* [Materials provided]
┌──
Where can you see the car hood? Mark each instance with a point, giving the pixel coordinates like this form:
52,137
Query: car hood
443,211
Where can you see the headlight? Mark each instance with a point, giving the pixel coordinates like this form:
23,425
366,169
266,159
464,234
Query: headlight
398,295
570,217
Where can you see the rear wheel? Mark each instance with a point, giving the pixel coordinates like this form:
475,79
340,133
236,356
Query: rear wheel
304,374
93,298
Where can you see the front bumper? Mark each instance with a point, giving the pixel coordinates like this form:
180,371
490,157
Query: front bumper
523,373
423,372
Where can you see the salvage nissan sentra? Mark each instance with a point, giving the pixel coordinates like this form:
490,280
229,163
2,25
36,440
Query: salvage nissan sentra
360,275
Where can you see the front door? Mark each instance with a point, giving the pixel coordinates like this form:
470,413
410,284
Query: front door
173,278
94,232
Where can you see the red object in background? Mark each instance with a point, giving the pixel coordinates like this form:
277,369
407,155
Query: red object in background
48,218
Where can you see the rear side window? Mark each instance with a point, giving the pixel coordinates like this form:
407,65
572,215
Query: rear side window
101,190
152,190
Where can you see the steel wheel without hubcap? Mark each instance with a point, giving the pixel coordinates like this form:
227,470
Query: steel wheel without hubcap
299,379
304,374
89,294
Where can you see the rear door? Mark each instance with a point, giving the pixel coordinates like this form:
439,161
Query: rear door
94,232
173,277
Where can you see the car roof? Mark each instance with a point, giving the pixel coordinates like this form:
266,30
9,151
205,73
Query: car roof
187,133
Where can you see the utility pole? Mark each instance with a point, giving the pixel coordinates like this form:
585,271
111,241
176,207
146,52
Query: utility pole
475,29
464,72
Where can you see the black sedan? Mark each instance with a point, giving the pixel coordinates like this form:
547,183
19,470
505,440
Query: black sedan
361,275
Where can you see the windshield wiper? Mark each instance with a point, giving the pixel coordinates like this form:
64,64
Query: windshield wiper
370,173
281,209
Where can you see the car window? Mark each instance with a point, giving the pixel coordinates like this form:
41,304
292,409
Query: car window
└──
* [The request]
Write the data back out verbatim.

* [Correct answer]
Where can you see the car hood? Mark each instance with a point, giving the pixel coordinates like this form:
52,137
Query: car hood
443,211
Where can you see the headlight? Mark each instance with a point, giving the pixel coordinates like this form:
23,425
366,169
266,159
464,234
Query: headlight
398,295
570,217
Where can you see the rear wheel? Mark each instance with a point, giving the pixel coordinates like this form:
475,79
340,133
236,356
Query: rear wheel
304,374
93,298
Where can you see the front bumper? Mark each instance with a point, giving the pixel coordinates like this form:
180,371
490,157
Query: front bumper
523,373
423,372
Where can you see the salvage nissan sentra? Mark each instance with a point, giving the pixel coordinates like this form:
490,280
229,163
2,25
36,440
Query: salvage nissan sentra
360,275
Where can you see the front door? Mark each instance with a point, giving the pixel coordinates like this form:
470,413
410,284
Query: front door
173,278
94,232
Where can you see the red object in background? Mark each instance with a point, giving the pixel coordinates like this form:
277,369
407,155
Query: red object in background
48,218
Where can you see the rear side window? Mark each instance with a point, giving the pixel coordinates like this form:
407,65
572,215
Query: rear side window
101,190
152,190
Where can you see the steel wheel without hubcap? Mark each instance with a point, giving the pixel coordinates like this form:
227,470
Query: steel wheel without hubcap
299,379
304,374
89,294
Where can you see the rear door? Mark each instance with a point, giving the pixel coordinates like this form:
439,161
Query: rear door
94,232
173,277
Where can you see the car roof? Mark each instance with a point, giving the pixel coordinates like this form:
266,30
9,151
205,73
Query: car roof
187,133
Where can you see the utility pole? Mark each instance with a point, giving the pixel coordinates like this form:
585,271
111,241
176,207
146,52
Query: utility pole
475,29
464,72
Where can you see the black sedan? Mark each instance with a point, giving the pixel coordinates like this form:
547,183
19,470
505,440
Query: black sedan
361,275
Where can you see the windshield wiper? Mark each instance with a point, giving the pixel coordinates like this form:
64,64
Query: windshield wiper
370,173
281,209
Where can you see the car window? Mark each instance with a point, giving the pixel coordinates like this form:
41,304
292,409
Query: car window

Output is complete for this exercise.